# [What you need to do]
Reproduce the Pauly Shore biography word for word, in full.

# [Page extract]
>> BEGIN

Paul Montgomery Shore (born February 1, 1968) is an American actor, comedian, and filmmaker best known for his roles in 1990s comedy films. Shore began as a stand-up comedian at the age of 17, before becoming an MTV VJ in 1989. This led to a starring role in the comedy film Encino Man in 1992, which was a modest hit. He followed this with leading man vehicles, including Son in Law (1993) and Bio-Dome (1996). Shore provided the voice of Robert "Bobby" Zimuruski in A Goofy Movie and its direct-to-video sequel, An Extremely Goofy Movie.

Early life
Shore was born Paul Montgomery Shore, the son of Sammy Shore (1927–2019), a comedian who co-founded The Comedy Store with Rudy De Luca, and Mitzi Shore (née Saidel; 1930–2018), who owned and operated the Comedy Store from 1974 until her death, after receiving it in her divorce settlement. Shore was raised Jewish and grew up in Beverly Hills, California. He graduated from Beverly Hills High School in 1986.

Career

Stand-up career
Inspired by his parents' work in comedy and show business, a 17-year-old Shore made his stand-up debut at the Alley Cat Bistro in Culver City. "Everyone else in school was filling out their SAT applications, but I just passed mine back. I knew I wasn't going to go to college." Shore was mentored by Sam Kinison and opened several of his sets. While touring the comedy club circuit, Shore cultivated an alter ego persona called "The Weasel". "The Weasel" involved Shore speaking in a surfer parlance, heavily peppered with dudespeak slang such as "edged", "melons" and "grinding" as well as his catchphrase, "Hey, BU-DDY."

>> END

# [Source excerpt]
>> BEGIN

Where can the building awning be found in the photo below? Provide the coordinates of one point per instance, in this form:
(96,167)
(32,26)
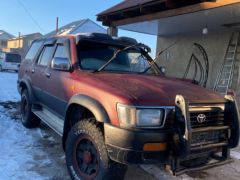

>> END

# [Answer below]
Paul Montgomery Shore (born February 1, 1968) is an American actor, comedian, and filmmaker best known for his roles in 1990s comedy films. Shore began as a stand-up comedian at the age of 17, before becoming an MTV VJ in 1989. This led to a starring role in the comedy film Encino Man in 1992, which was a modest hit. He followed this with leading man vehicles, including Son in Law (1993) and Bio-Dome (1996). Shore provided the voice of Robert "Bobby" Zimuruski in A Goofy Movie and its direct-to-video sequel, An Extremely Goofy Movie.

Early life
Shore was born Paul Montgomery Shore, the son of Sammy Shore (1927–2019), a comedian who co-founded The Comedy Store with Rudy De Luca, and Mitzi Shore (née Saidel; 1930–2018), who owned and operated the Comedy Store from 1974 until her death, after receiving it in her divorce settlement. Shore was raised Jewish and grew up in Beverly Hills, California. He graduated from Beverly Hills High School in 1986.

Career

Stand-up career
Inspired by his parents' work in comedy and show business, a 17-year-old Shore made his stand-up debut at the Alley Cat Bistro in Culver City. "Everyone else in school was filling out their SAT applications, but I just passed mine back. I knew I wasn't going to go to college." Shore was mentored by Sam Kinison and opened several of his sets. While touring the comedy club circuit, Shore cultivated an alter ego persona called "The Weasel". "The Weasel" involved Shore speaking in a surfer parlance, heavily peppered with dudespeak slang such as "edged", "melons" and "grinding" as well as his catchphrase, "Hey, BU-DDY."